### Data listing

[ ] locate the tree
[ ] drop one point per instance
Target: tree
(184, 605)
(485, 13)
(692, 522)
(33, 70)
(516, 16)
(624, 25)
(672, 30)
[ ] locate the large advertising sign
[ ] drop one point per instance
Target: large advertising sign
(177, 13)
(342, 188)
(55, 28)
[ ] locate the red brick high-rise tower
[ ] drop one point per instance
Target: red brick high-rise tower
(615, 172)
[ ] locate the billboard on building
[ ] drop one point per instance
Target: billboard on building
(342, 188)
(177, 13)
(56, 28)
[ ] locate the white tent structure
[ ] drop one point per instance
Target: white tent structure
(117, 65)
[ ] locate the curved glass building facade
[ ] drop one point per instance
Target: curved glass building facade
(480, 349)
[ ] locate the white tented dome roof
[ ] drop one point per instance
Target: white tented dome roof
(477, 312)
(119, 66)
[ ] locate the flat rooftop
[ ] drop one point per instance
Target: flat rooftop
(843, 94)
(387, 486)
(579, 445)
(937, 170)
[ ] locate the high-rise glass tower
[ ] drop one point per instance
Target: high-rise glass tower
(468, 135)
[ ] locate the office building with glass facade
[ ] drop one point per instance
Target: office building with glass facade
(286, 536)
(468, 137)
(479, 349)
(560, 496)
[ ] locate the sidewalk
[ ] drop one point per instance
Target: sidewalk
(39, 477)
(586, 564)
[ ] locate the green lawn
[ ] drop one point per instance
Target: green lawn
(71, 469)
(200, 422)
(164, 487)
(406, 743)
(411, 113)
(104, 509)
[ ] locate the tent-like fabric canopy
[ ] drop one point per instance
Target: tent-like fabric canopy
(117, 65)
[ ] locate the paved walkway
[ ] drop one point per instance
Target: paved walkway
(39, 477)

######
### Data listing

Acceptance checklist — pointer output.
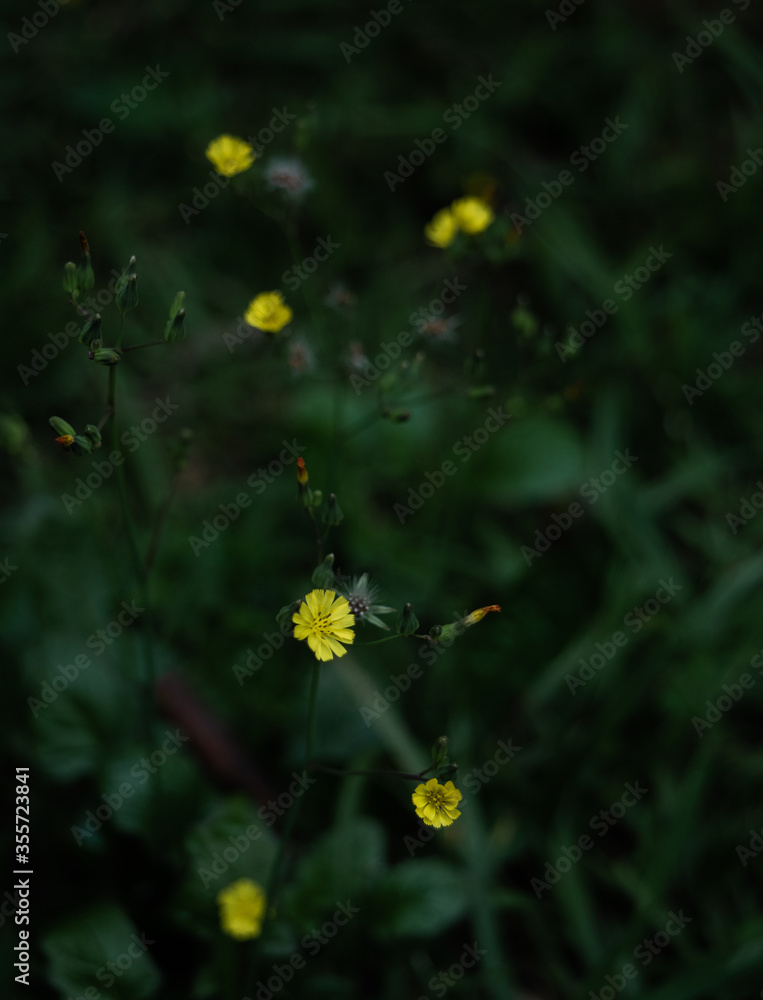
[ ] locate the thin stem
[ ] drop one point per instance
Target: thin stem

######
### Data listing

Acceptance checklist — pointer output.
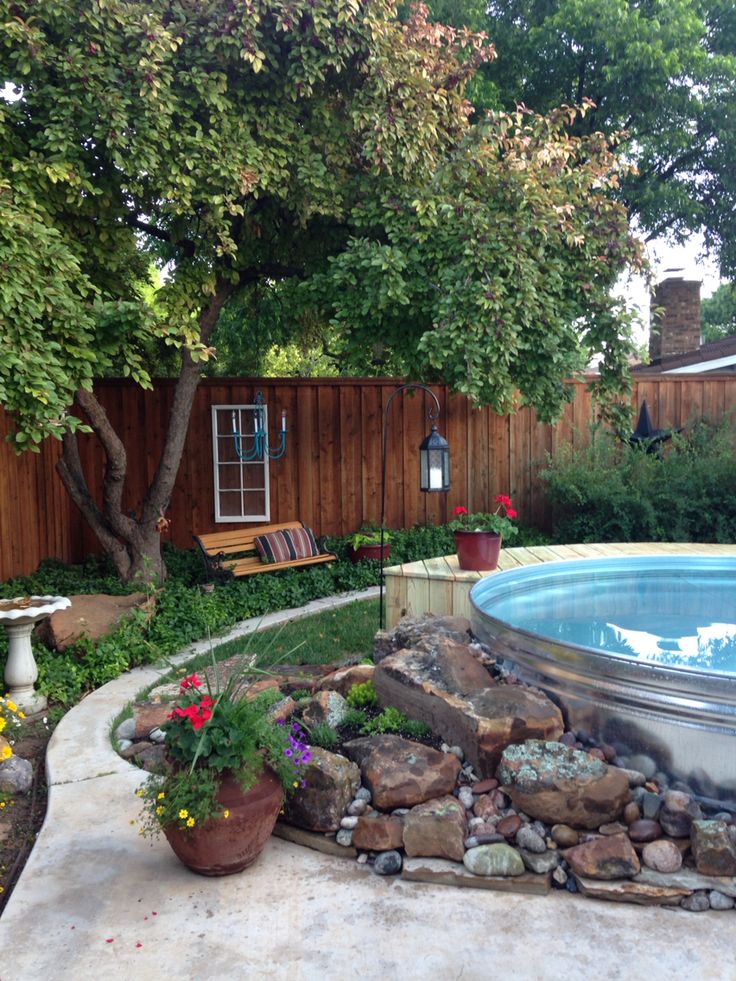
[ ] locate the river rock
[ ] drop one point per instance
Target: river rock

######

#### Given task:
How many lines in the rows above contain the string "sidewalk" with matching case? Give only the number.

#### The result:
2